• PROBLEM REQUIREMENTS:
Reproduce each of the rows below verbatim, in order, and leave the pictures out of the output.

• SUPPLIED ENTRIES:
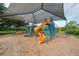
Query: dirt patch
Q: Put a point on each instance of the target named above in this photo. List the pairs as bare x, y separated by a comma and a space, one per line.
14, 45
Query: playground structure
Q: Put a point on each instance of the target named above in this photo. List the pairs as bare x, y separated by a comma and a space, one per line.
44, 31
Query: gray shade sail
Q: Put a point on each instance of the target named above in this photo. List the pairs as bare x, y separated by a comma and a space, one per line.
35, 12
54, 8
41, 15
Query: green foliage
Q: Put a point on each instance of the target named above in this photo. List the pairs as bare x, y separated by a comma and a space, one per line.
2, 8
72, 28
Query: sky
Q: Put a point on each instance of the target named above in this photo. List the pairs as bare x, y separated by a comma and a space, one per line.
71, 12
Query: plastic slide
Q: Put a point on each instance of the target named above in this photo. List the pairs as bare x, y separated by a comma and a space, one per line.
37, 31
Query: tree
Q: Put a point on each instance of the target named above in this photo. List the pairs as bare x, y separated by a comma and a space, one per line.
2, 8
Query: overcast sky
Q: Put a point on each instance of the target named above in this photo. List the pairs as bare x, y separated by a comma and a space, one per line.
71, 12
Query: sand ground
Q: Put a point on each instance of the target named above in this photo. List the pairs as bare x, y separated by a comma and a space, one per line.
18, 45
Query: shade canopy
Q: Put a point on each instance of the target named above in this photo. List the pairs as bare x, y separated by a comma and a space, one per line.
34, 12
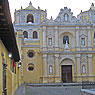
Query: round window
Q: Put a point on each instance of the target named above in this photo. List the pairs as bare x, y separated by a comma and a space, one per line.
30, 67
30, 54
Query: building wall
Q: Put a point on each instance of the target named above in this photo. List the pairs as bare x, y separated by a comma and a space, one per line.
11, 78
49, 57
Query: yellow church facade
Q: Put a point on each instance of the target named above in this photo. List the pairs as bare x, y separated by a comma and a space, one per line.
10, 71
55, 51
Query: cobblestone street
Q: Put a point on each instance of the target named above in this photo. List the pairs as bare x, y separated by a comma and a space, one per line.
67, 90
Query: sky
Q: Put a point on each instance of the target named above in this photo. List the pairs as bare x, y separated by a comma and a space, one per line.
52, 6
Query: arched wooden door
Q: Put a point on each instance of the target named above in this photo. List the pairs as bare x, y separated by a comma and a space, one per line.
66, 73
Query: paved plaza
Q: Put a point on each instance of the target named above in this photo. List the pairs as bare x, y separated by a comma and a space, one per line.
48, 90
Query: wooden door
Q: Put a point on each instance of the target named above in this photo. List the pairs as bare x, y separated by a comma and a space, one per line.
66, 73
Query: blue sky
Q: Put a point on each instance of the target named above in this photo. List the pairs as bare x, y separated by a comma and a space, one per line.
53, 6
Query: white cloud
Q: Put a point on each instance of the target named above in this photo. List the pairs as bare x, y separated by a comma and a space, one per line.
53, 6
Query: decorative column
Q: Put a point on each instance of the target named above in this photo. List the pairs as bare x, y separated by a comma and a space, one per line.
44, 38
89, 39
30, 34
90, 64
57, 69
44, 68
78, 65
77, 38
56, 38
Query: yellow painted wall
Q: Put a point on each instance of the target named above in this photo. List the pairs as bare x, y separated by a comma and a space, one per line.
11, 81
32, 76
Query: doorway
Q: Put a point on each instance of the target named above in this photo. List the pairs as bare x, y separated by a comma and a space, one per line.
66, 73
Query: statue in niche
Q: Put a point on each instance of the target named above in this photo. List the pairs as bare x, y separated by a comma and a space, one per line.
66, 45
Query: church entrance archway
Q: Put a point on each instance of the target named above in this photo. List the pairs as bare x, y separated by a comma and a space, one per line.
67, 70
66, 73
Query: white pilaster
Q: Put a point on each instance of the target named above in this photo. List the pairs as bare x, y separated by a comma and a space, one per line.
90, 64
45, 65
89, 38
78, 65
56, 38
57, 64
30, 34
77, 38
44, 38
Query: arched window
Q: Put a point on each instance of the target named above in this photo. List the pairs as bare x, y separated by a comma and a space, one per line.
50, 69
66, 17
30, 67
65, 39
83, 69
35, 35
25, 33
30, 18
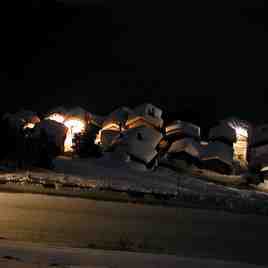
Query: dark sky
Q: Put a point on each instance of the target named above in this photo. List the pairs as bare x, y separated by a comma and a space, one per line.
198, 61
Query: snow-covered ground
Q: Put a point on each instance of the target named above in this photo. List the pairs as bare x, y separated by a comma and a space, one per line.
29, 255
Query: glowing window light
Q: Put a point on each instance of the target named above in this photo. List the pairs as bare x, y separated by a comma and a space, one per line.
57, 117
240, 146
29, 125
74, 126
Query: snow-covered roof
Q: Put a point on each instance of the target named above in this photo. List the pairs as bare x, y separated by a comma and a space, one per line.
223, 131
183, 128
141, 142
187, 145
218, 150
148, 109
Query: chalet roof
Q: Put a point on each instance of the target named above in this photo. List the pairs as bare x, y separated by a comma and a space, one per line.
141, 142
187, 145
218, 150
183, 128
148, 109
223, 131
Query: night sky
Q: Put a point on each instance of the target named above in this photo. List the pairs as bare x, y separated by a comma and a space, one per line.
197, 61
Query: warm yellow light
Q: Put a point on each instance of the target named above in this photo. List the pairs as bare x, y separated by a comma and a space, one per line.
240, 146
29, 125
241, 131
74, 126
56, 117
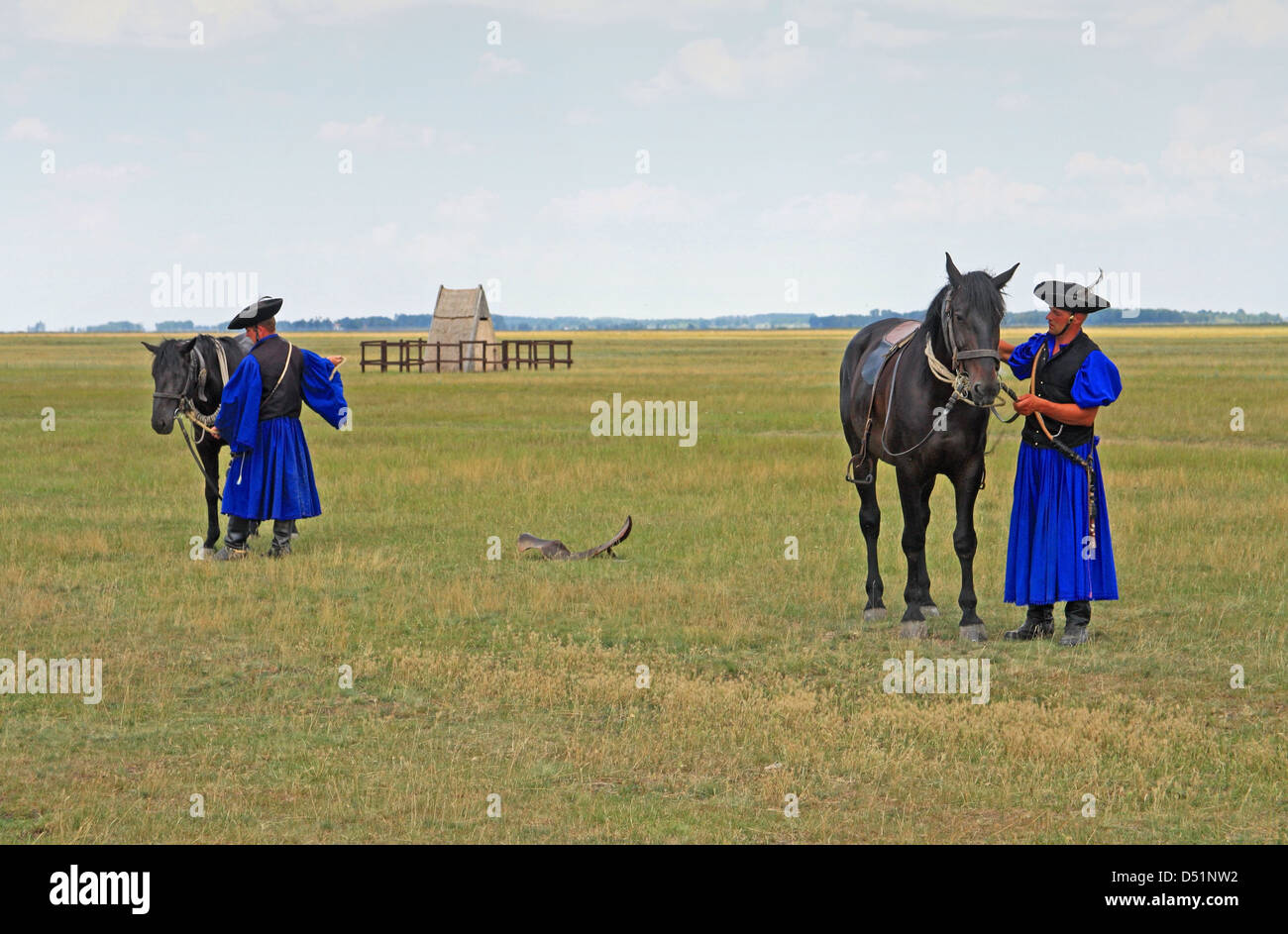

• SOLUTION BELOW:
Query: dirt patch
Q: Put a point on each instance of the target named above in this photo. List the pairs as bare x, y separated by a comma and a space, one per line.
14, 45
Query: playground structure
Q: Put a point on each instance of the target named above in this photo. List the pairs as bare x, y separated by a comma and a space, one per line.
44, 31
Query: gray shade sail
Q: Put a point on each instance of the target named above in this photo. List the pairs as bare x, y separated by a comma and a space, one per line.
35, 12
54, 8
41, 15
Query: green foliage
Q: Put a point on each instance of the target named above in this photo. List the pairs as bare x, y separated by a comma and a space, one per line.
2, 8
72, 28
Query: sky
Q: Put a point on each instance of the target named above in this photo. List the pairs as bare x, y separated by a comma and a space, one per line.
71, 12
Query: plastic slide
Q: Put a point on each instance of the target named above in this photo. List the pairs as bare x, y separated by a comma and a space, one per line.
37, 31
Query: tree
Q: Put a point on each instance of the target named above in this photo. List the pairs as bare x, y separated by a comma and a space, one per line.
2, 8
Query: overcast sky
Q: Put a point on each instance of the target named above in this photo. List the pairs as bare x, y separated by a comma and a space, one per line.
71, 12
Query: sand ground
Q: Put a point on each instance of the target named above in this photo. List the pairs as bare x, y separated by a comma and a space, one per line.
18, 45
Query: shade canopy
Q: Put a point on each instance of the target named above in this photo. List the pairs as bare x, y separated by a comma and a space, one per line.
34, 12
Query: round window
Q: Put a point on each instance of the target named above in this photo. List the pairs as bare x, y separated by a comma and a space, one per line.
30, 67
30, 54
Query: building wall
Q: Put a point on each instance of the target named above in this photo. List the pairs as bare x, y separated by a comma and a space, one per line.
11, 78
49, 57
Query: yellow church facade
Q: Put a point on each instance of the target named above in this photo. List the pairs as bare x, y separated by a comma and a space, one per line.
10, 71
55, 51
Query: cobblestone street
Q: Put a point on each instance of the target named above in this photo. List the pairs as bare x, y separated by a comma and a space, one per line.
67, 90
Query: sky
Q: Put a point on each instance of the target named above in this photo. List the pairs as bare x, y separated by a comma and a space, one per line.
52, 6
Query: arched wooden door
Q: Put a point on each instance of the target named above in this photo. List the pairs as bare x, y separated by a comma and a space, one per line.
66, 73
Query: paved plaza
Q: Put a point on each instance of the target named above in this photo. List the pairs as bare x, y separated by a comma and a space, one per line.
48, 90
Query: wooden door
Q: Put a point on each instance of the target named above in this photo. List the pairs as bare x, y separated by a comma and a space, one per line.
66, 73
Query: blue sky
Q: Put a point on each instance of the target named above in this photo. List the pairs as bare x, y separated by a comma and a space, one per line.
53, 6
Query: white cloud
Q: Put a point on each instance of the target named above in this photo. List the pairs as bare x, y separated by a comma and a space, one per line.
53, 6
Query: decorative column
Q: Put a point on each instance of the target named above in this photo. List the pairs as bare x, y separated by a comma and a space, one per line.
44, 38
89, 39
30, 34
90, 64
57, 69
44, 68
78, 65
77, 38
56, 38
Query: yellow painted wall
Q: Put a point on each instance of the target named above in this photo. List the pairs as bare x, y separated by a comma and a space, one per line.
11, 81
32, 76
Query: doorway
Q: Put a point on each instance of the target named above in this photo. List the pairs as bare x, y separated by a comma and a space, one per line.
66, 73
Query: statue in niche
Q: Put a point on each instance of the target named above in this photo. List the pairs as bare x, y separated by a comma and a space, one per line.
66, 45
Query: church entrance archway
Q: Put a point on each instance of the target named above in this photo. List the pairs as bare x, y separated by a comma and a space, one per line.
67, 70
66, 73
Query: white pilaster
Q: Put a point on each instance of the target named above in this photo. List the pairs as bare x, y separated by a comma and a space, one per line.
90, 64
45, 65
89, 38
78, 65
56, 38
57, 64
30, 34
77, 38
44, 38
Query: arched window
Q: Put a point on each instance of the target named above in this photo. List the pairs as bare x, y separated by a comma and a space, one per line.
50, 69
66, 17
30, 67
65, 39
83, 69
35, 35
25, 33
30, 18
Query: dark sky
Q: Put a point on each instance of the target named above in this photo. List the pairs as bare x, y separated by a comma and a space, one per line.
198, 61
Query: snow-covered ground
Q: Put a point on each instance of the target named above in this photo. List the pairs as bare x, y separated by a comma and a space, one per line.
29, 255
Query: glowing window light
Q: Put a point on each instance of the target named above in this photo. List the pairs as bare x, y separated by a comma and a space, one per line.
57, 117
240, 146
29, 125
74, 126
Query: snow-covered roof
Q: Put a point on each instance of the target named above in this photo. List the pairs as bare x, y separated by a comma and a space, one per line.
223, 131
183, 128
141, 142
187, 145
218, 150
148, 109
Query: chalet roof
Q: Put a point on each instance of the target named above in this photo. List the pairs as bare x, y separated by a comma and a space, one per line.
141, 142
187, 145
218, 150
183, 128
148, 109
223, 131
Query: night sky
Q: Put a point on each instance of the target named above in this photo. List the pairs as bare x, y separated by a comma and a space, one per line.
197, 61
Query: warm yellow light
Q: Put a point on each instance of the target named above in this photo. List the pairs as bare x, y separated by a comma and a space, one per line.
240, 146
29, 125
241, 131
74, 126
56, 117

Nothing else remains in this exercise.